*** Ausgewählter Text ***

Verbindend, bereichernd, herausfordernd

05.04.2022 | Redaktion: Gisela Schweiker, Öffentlichkeitsarbeit EJW

„Interkulturelle Jugendarbeit“ ist das Thema der neuen „unter uns“-Ausgabe 1/22

Die soeben erschienene Ausgabe 1/2022 des EJW-Magazins „unter uns“ hat als inhaltlichen Schwerpunkt das Thema „Interkulturelle Jugendarbeit“.

Pfarrer Cornelius Kuttler, der Leiter des EJW, schreibt dazu in seinem Vorwort:

„Es bleibt eine zentrale Herausforderung, wie ein friedliches Miteinander in der Gesellschaft gelebt werden kann. Die evangelische Jugendarbeit kann hier einen wichtigen Beitrag dazu leisten, dass junge Menschen ein friedliches Miteinander erleben in einer Welt der Gegensätze und Konflikte. Der Schwerpunktartikel ab Seite 6 stellt vor Augen, wie dies konkret geschieht. Es ist eindrücklich, wie durch die interkulturelle Jugendarbeit Begegnungen ermöglicht und junge Menschen ermutigt und gestärkt werden!“

Lesen Sie dazu im Heft:

– „Beziehungen sind der Treibstoff“ – Schwerpunktartikel von Yasin Adigüzel
– Interkulturelle Arbeit auf dem Himmelsfels – Interview mit Steve Ogedegbe und Johannes Weth
– Praxisartikel: „Global local – interkulturelle Begegnung vor Ort“
– Praxisartikel: „Talente entwickeln und Heimat geben“ – HipHop-Café in Herrenberg
– Praxisartikel: Angebote des EJW im Bereich interkulturelle Jugendarbeit

Das Interview mit den Verantwortlichen des „Himmelsfels“ (im Heft S. 10/11) ist im „unter uns“ in gekürzter Form erschienen. Hier können Sie es in voller Länge lesen:

Steve Ogedegbe und Johannes Weth haben zusammen einen Berg geschenkt bekommen. Ein Ehepaar hatte ihn aus Bauschutt in Nordhessen aufgeschüttet, 100.000m² Neuland waren entstanden. Steve, als Pfingstpastor, konnte mit der Idee sofort etwas anfangen und hat von einer großen Kathedrale auf dem Gipfel geträumt – Johannes, evangelischer Pfarrer, musste sich erst mal ein paar Wochen lang mit der Idee anfreunden. Heute gestaltet ein Team um die beiden dort einen Ort, den sie „internationales Territorium“ nennen und der eine Brücke ist zwischen jungen Menschen unterschiedlichster Kulturen. Isabelle Kraft aus dem Team Vielfaltskultur hat mit den beiden gesprochen.

***

## [Aufgabenstellung]
1. Nenne alle Personen, die im Artikel über die „unter uns“-Ausgabe 1/2022 mit Vor- und Nachnamen genannt werden.
2. Schreibe den Artikel über die „unter uns“-Ausgabe 1/2022 im Anschluss an seinen letzten Satz weiter.

*** Erfasste Daten ***

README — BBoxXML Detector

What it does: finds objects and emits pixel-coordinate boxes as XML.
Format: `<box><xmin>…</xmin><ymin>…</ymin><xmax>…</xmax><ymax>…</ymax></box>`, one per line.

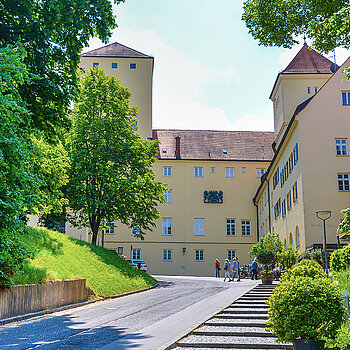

***

## [Lösungen]
1. Gisela Schweiker, Cornelius Kuttler, Yasin Adigüzel, Steve Ogedegbe, Johannes Weth, Isabelle Kraft

2.
Isabelle: Johannes und Steve, ihr beide füllt einen ganzen Berg, den Himmelsfels, mit Leben.

Könnt ihr beschreiben, worum es euch dabei geht?

Johannes (JW): Die Idee vom Himmelsfels ist, dass er ein Ort wird, an dem die nächste Generation lernt, gemeinsam Kirche und Gemeinde aus allen Nationen zu sein, und junge Leute dazu ermächtigt werden, alte Denkmuster hinter sich zu lassen und es zu wagen, aufeinander zuzugehen. Der Himmelsfels ist einfach ein besonderer Berg, wir nennen das einen „dritten Raum“. Ein Raum, der weder der einen noch der anderen Partei gehört, sondern den wir gemeinsam entdecken und gestalten.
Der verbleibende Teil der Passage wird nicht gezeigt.